Document excerpt:
※ ※ ※

By Kayla Schulz, MS, OTR/L
As experts in supporting students’ handwriting skills, school-based occupational therapists
are often charged with choosing just the right handwriting program to meet their students’ needs. With so many options available, this task can be a bit overwhelming. While many schools have preferred programs utilized within the general education setting, some students may benefit from a more personalized approach. To help you sort through the confusion, this blog offers a review of the most commonly used general education handwriting curriculums as well as a brief overview of several more occupational therapy specific options to use with the students on your caseload.
Handwriting Curriculums Commonly Used in Schools
Zaner-Bloser and the D’Nealian Handwriting Program are two of the most widely used handwriting curricula in school-wide general education settings. While these curricula have the benefit of being familiar to many educators, parents, and learners - they lack some key features that tend to benefit students such as approaching writing from a developmental approach and targeting foundational skills required for handwriting. These features are often especially benefical for our students who receive special education services.
3-step lesson model easily incorporated into classroom setting (Model, Practice, Evaluate)
Programs correlated to state standards and the Common Core
4 basic strokes to form all letters
Focus on Shape, Size, Spacing, and Slant as keys to legibility
D’Nealian Handwriting Program
Continuous stroke for lowercase letters to promote progression to cursive and reduce reversals
Focus on proper size, space and slant
Audio, visual, tactile, and kinesthetic approach
Handwriting Curriculums Commonly Used by Occupational Therapists (OTs)
As occupational therapists, we see students with a variety of diagnoses, each of which can impact learning styles and handwriting abilities. Knowing this, it’s important to explore the handwriting program options available to us in order to best support our students’ unique needs.

※ ※ ※

Data for analysis:
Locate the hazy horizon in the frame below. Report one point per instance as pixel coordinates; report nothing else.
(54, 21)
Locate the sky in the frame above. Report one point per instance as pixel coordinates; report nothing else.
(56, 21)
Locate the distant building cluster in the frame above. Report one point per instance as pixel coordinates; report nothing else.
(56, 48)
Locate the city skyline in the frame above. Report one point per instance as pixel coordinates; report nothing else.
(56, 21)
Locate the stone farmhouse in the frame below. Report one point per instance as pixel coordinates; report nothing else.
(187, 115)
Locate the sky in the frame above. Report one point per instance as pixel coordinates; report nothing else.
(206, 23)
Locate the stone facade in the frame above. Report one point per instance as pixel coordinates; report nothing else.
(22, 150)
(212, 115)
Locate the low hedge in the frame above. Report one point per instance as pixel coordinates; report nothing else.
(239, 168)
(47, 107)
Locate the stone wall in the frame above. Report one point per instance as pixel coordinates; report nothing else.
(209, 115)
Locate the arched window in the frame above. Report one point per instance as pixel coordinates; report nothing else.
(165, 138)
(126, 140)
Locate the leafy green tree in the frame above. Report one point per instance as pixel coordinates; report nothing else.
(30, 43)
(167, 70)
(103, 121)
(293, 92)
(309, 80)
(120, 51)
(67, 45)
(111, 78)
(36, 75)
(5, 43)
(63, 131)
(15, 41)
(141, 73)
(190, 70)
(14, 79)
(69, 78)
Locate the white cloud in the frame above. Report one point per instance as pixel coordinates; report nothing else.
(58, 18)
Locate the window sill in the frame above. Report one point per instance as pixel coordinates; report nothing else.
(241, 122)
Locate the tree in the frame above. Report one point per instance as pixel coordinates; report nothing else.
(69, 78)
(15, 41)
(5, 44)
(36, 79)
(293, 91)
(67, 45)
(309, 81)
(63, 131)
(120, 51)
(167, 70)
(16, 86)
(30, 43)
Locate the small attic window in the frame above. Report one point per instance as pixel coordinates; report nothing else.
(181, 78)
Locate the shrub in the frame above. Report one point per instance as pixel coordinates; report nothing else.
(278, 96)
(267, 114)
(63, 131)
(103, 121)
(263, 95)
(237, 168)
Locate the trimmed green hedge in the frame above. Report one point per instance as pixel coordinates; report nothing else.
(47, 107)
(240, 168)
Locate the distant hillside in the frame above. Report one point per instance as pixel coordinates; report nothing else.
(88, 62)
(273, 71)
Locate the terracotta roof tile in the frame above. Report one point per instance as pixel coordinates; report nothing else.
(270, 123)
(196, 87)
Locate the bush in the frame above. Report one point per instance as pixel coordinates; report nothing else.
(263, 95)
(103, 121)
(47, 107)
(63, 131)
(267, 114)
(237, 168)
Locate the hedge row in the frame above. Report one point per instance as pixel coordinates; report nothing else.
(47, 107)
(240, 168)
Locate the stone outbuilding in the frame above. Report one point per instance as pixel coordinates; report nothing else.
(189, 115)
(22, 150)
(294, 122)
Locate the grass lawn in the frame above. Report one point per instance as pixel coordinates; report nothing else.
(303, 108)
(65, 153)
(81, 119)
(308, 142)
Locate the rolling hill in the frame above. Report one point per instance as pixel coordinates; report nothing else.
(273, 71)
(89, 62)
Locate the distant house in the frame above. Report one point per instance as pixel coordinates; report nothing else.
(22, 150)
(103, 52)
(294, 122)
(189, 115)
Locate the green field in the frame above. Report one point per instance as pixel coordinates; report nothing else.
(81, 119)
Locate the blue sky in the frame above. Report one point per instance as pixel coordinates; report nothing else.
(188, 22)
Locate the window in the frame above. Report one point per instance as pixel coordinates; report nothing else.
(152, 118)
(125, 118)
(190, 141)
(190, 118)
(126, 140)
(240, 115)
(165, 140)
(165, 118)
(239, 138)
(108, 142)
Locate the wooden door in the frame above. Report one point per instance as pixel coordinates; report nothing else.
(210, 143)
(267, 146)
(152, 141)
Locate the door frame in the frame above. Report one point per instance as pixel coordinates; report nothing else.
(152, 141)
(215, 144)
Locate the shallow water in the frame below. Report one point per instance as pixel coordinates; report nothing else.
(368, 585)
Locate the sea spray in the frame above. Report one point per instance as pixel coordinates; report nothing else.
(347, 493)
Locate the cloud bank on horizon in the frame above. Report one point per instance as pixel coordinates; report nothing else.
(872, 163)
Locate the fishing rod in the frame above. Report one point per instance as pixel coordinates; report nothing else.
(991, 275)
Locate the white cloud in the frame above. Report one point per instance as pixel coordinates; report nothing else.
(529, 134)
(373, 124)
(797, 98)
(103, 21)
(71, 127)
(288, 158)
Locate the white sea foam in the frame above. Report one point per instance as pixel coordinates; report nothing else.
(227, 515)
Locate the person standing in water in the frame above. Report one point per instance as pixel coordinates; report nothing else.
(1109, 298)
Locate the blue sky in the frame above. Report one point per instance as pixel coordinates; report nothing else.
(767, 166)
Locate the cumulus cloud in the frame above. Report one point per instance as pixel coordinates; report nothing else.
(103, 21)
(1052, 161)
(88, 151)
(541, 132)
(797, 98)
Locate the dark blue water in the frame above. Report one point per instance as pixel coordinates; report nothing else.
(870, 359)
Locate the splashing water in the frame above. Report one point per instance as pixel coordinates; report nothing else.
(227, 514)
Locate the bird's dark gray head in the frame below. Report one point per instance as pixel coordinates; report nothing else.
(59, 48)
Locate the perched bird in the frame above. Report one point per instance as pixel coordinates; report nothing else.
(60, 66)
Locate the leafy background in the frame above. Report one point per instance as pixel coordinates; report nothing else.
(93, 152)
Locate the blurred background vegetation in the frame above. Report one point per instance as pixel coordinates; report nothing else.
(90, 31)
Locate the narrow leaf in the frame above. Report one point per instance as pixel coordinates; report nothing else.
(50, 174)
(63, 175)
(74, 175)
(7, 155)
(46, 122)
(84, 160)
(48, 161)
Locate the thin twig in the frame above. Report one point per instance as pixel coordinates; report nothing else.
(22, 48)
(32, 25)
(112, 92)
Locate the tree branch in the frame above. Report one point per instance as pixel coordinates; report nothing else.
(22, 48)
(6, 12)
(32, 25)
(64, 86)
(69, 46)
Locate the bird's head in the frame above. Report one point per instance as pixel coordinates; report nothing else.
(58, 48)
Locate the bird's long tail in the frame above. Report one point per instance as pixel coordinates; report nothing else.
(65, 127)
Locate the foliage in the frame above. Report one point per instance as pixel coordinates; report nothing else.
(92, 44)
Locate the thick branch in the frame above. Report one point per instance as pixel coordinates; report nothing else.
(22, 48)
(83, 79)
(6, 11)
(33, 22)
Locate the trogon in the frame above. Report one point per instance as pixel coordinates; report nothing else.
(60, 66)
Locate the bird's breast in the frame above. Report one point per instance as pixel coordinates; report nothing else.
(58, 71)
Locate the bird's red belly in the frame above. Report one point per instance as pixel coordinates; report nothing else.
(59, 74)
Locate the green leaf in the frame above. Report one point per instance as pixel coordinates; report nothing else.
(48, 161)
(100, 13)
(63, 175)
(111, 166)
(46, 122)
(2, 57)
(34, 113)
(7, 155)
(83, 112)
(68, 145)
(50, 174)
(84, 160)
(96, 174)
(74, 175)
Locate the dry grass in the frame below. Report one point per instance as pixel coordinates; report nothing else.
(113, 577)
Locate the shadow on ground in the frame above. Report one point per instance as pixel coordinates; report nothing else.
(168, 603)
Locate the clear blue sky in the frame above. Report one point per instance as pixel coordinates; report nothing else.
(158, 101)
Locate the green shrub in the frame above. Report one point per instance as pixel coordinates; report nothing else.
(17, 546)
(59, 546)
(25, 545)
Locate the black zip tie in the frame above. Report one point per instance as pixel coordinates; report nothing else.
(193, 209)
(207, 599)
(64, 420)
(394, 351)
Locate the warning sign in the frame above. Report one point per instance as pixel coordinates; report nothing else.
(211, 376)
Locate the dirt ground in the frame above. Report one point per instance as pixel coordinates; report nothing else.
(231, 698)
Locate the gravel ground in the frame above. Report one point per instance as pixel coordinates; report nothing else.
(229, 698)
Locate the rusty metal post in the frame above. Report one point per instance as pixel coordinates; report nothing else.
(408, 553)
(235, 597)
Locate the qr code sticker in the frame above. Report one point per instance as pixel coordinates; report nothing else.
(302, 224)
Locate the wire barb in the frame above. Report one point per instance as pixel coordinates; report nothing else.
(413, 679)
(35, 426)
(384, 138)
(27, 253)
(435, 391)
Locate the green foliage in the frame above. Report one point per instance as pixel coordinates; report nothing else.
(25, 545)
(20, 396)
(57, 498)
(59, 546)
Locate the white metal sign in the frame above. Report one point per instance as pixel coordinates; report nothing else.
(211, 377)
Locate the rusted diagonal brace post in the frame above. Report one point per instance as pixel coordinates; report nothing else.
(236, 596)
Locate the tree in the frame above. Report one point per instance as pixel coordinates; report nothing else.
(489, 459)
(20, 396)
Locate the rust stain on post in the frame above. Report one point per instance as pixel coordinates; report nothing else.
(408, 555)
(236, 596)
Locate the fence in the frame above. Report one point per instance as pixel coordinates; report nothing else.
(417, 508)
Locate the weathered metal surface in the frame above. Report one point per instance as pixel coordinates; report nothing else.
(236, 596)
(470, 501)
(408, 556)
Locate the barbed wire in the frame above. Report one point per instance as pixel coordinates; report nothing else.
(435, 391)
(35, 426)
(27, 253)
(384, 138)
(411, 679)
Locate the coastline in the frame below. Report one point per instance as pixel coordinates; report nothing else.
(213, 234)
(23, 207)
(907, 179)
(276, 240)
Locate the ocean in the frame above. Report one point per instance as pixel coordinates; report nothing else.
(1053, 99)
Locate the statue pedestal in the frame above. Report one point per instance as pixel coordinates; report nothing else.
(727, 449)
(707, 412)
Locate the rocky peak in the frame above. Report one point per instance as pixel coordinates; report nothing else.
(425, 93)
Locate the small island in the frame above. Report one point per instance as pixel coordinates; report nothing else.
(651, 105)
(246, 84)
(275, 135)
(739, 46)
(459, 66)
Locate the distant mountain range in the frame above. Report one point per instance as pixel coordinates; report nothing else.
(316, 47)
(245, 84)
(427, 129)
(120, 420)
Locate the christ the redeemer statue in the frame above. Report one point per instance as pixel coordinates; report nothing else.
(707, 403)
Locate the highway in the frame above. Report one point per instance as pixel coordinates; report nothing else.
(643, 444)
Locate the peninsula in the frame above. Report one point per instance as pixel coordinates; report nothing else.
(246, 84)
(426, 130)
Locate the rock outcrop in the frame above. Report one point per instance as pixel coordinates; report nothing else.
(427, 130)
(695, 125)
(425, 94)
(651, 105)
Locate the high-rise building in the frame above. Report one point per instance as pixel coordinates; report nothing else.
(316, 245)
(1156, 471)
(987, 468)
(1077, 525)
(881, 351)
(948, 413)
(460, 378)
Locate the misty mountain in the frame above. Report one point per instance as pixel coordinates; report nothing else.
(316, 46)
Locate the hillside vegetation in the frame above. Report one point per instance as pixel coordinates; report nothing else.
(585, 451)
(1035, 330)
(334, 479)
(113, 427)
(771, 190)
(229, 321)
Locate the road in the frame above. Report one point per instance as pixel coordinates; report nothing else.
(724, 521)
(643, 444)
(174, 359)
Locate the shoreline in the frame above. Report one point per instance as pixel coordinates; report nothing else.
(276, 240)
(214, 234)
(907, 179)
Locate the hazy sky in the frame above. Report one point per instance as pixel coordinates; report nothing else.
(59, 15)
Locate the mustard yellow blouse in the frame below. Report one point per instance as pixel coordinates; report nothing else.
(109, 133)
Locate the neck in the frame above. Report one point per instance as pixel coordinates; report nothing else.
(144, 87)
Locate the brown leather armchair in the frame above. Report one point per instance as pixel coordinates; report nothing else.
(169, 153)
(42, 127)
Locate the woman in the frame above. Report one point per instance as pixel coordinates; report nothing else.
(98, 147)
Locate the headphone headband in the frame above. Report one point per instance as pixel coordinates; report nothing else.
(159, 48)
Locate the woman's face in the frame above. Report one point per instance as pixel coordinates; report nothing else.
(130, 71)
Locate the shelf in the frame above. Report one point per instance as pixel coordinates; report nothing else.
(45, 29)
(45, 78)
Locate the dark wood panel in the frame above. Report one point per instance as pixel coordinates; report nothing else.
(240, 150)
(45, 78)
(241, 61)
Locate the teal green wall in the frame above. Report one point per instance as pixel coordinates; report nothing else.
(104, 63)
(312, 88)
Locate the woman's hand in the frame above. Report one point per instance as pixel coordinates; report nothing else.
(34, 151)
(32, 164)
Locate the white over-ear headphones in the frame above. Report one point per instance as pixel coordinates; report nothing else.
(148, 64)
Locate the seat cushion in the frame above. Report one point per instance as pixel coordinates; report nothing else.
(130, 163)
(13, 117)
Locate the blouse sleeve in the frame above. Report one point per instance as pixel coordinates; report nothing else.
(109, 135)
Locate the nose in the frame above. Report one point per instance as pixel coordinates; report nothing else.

※ ※ ※

Directions:
1 > Set down the part of the handwriting curriculum blog post starting at "As occupational therapists, we" and ending at "students’ unique needs.", word for word.
2 > Resume the handwriting curriculum blog post right after its final sentence.

Solved tasks:
1 >
As occupational therapists, we see students with a variety of diagnoses, each of which can impact learning styles and handwriting abilities. Knowing this, it’s important to explore the handwriting program options available to us in order to best support our students’ unique needs.

2 >
Whether you’re a new OT who is just jumping into handwriting support, or a seasoned therapist looking to expand your approaches, here are some great places to start. While this is by no means an exhaustive list, these are a few of the most commonly used programs along with some key features of each.
Handwriting Without Tears (HWT)
Pre-K - grade 5
Multisensory approach to support auditory, visual and kinesthetic learners
Teaches letters in developmentally appropriate order (rather than alphabetically)
Unique double lined (rather than tri lined) paper to promote legibility
Size Matters ® Handwriting Program
Developed by an OT
Groups letters into 3 letter sizes - “Focus on Size! Form will Follow!”
Graded approach to cognition, perception, and motor planning
Concept driven, flexible, and adaptable
Pre-K - grade 5 (with additional kits for Special Education/ELL, Occupational Therapy, and Home)
Developed by an ECSE teacher and an OT
Focused on large motor activities that promote “muscle memory” and common language across the grades
Focus on automaticity of letter writing to promote eventual development of higher-level composition skills
Continuous stroke formation to minimize repositioning (easier transition to cursive)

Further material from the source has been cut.